Work task: Return every line of the records that includes the string "below".

Dataset extract:
»»
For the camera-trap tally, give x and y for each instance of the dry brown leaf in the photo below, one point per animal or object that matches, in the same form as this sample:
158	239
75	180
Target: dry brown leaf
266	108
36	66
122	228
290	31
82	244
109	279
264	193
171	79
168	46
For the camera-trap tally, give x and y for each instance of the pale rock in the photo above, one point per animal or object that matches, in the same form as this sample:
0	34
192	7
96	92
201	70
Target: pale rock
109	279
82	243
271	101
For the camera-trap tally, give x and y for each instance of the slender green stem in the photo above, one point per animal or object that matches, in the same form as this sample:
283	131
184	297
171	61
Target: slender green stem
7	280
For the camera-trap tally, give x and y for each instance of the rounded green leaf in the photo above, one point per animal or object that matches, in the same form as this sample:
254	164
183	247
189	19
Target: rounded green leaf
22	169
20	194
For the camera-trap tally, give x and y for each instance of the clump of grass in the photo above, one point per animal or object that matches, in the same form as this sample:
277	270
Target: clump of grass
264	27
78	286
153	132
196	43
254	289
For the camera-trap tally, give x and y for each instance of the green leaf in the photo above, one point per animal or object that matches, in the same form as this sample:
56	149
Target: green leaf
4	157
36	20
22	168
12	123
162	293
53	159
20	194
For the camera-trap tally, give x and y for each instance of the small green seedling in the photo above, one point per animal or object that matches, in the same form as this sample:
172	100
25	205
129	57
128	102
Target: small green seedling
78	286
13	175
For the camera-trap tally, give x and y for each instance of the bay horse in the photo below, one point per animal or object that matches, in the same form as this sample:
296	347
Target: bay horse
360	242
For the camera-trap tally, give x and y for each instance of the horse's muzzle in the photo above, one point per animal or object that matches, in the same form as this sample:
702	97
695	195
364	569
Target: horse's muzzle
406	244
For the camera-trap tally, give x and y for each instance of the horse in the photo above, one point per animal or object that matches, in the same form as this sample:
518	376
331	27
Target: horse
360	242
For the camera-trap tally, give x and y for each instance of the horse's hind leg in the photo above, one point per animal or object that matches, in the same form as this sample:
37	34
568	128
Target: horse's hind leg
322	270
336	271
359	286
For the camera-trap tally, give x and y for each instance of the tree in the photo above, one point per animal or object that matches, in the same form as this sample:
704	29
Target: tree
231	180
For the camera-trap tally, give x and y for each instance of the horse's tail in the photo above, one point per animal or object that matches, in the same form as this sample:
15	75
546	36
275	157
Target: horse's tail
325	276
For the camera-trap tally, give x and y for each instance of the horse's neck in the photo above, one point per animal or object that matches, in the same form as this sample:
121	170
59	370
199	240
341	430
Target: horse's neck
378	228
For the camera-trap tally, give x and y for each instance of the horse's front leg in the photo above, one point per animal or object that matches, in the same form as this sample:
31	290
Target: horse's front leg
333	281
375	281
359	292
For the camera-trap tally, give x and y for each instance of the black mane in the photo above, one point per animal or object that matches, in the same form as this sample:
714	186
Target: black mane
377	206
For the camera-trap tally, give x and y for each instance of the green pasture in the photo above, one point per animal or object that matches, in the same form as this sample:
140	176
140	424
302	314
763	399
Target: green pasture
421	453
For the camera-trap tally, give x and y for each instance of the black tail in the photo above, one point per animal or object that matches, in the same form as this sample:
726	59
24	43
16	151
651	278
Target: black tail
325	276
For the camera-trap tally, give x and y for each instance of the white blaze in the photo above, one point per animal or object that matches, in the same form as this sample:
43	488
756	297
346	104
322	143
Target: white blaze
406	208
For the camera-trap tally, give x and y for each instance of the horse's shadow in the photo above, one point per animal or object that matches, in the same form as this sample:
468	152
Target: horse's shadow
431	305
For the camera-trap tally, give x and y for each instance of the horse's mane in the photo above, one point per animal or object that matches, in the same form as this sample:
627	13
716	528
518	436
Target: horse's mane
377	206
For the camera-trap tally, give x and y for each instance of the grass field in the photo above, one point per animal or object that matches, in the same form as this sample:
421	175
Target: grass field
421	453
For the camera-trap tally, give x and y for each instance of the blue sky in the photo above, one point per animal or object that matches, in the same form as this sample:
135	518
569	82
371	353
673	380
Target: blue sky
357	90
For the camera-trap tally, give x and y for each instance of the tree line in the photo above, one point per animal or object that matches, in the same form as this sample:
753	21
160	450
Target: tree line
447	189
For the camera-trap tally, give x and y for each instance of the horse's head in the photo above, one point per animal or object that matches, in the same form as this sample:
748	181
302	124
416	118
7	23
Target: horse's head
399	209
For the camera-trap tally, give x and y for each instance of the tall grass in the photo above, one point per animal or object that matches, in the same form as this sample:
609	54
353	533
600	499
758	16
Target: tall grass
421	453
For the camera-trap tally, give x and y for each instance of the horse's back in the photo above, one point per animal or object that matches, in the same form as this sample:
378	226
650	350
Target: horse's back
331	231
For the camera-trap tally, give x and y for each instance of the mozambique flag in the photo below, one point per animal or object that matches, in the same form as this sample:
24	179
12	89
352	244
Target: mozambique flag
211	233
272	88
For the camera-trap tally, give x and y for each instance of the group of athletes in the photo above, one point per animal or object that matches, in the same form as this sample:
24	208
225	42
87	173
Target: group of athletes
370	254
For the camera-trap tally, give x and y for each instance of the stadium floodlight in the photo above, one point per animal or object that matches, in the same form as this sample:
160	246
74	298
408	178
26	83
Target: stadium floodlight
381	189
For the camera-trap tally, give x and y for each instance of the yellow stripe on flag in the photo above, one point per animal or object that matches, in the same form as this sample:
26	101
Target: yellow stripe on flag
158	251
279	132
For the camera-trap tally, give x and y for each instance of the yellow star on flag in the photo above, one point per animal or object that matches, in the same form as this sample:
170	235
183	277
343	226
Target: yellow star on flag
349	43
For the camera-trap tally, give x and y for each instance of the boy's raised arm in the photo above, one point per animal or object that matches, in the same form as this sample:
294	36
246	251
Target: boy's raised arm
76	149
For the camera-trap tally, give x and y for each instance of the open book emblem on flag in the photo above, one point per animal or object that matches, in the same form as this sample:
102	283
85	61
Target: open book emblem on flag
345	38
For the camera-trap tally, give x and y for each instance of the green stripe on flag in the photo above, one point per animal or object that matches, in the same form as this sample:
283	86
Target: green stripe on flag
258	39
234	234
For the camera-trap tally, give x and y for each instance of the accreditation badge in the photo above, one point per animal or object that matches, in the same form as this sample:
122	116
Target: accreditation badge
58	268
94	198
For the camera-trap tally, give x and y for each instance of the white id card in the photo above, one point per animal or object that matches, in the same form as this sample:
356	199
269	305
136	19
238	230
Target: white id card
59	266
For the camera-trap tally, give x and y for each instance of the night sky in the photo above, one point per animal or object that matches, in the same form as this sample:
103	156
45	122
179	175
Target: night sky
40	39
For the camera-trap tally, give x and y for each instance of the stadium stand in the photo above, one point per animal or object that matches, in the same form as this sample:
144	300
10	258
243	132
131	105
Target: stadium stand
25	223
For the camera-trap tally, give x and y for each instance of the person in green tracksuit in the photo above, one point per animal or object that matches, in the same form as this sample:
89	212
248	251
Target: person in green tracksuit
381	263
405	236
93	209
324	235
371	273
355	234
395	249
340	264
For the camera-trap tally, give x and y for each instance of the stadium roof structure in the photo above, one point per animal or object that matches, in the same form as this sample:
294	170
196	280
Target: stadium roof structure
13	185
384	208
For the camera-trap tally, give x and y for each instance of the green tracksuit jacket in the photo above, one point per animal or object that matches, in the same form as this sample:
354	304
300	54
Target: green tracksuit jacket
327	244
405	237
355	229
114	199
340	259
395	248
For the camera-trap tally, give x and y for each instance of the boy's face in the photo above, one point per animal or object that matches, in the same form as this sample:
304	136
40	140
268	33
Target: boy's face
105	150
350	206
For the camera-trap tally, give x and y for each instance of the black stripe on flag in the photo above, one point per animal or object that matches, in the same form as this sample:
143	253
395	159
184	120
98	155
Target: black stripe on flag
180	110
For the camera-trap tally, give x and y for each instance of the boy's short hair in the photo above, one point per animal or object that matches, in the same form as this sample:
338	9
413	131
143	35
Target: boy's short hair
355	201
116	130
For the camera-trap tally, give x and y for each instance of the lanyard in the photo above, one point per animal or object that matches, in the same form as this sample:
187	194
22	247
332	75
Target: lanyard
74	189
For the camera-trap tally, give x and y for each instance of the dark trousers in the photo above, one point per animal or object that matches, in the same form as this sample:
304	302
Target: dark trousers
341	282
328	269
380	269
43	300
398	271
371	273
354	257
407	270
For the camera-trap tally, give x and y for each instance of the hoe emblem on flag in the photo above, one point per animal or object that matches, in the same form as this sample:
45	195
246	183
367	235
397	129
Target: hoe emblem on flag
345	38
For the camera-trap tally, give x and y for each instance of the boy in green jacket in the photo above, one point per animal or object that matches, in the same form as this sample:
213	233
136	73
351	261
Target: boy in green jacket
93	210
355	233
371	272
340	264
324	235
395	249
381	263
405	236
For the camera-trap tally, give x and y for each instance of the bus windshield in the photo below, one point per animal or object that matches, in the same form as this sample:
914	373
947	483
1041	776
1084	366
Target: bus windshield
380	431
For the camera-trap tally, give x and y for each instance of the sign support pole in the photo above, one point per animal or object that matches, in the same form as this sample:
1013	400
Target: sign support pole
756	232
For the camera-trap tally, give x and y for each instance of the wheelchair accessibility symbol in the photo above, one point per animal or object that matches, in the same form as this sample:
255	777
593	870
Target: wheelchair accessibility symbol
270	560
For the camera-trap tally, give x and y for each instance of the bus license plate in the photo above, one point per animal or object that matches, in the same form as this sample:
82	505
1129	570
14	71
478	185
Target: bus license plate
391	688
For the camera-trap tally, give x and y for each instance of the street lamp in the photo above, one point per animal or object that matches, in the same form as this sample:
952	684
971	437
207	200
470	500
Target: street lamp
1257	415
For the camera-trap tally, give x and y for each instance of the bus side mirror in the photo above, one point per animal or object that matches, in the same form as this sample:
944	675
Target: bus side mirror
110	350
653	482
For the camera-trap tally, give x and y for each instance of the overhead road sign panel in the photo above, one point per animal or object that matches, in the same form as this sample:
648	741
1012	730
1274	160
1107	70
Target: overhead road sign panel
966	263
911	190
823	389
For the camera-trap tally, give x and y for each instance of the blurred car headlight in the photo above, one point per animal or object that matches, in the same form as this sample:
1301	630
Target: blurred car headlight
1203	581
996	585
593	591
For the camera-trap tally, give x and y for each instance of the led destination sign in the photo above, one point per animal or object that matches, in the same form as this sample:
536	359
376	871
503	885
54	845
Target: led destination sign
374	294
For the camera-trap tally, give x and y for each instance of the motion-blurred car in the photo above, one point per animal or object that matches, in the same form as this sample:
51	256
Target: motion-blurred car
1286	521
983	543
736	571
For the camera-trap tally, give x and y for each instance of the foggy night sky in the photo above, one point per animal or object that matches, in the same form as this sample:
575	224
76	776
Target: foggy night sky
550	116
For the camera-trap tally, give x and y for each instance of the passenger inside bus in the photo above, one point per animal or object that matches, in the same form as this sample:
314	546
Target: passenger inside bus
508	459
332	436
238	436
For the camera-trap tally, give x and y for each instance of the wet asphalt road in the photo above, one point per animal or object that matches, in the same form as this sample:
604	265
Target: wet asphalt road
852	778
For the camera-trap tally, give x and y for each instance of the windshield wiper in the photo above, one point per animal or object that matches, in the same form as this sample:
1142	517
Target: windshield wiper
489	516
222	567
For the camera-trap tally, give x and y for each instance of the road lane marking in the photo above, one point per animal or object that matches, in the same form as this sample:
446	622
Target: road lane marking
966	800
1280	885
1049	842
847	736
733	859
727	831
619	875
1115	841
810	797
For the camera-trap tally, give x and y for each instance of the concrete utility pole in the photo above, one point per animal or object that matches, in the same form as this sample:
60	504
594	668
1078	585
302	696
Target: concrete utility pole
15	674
««
Completed task:
For the camera-trap tally, give x and y for each instance of the dry brown leaf in the photo below, one point per animal or object that matches, in the same form as this sample:
For the camera-trap tally, give x and y for each instance of the bay horse in the photo below, one point per animal or object that matches, in the same form as this sample:
For the camera-trap tally, give x and y for each instance of the mozambique flag in the photo below, one point per animal or object that matches, in the same form as this sample:
For the camera-trap tally, give x and y for each instance of the bus windshield in the photo below, one point per animal or object that matches, in the same form as this sample:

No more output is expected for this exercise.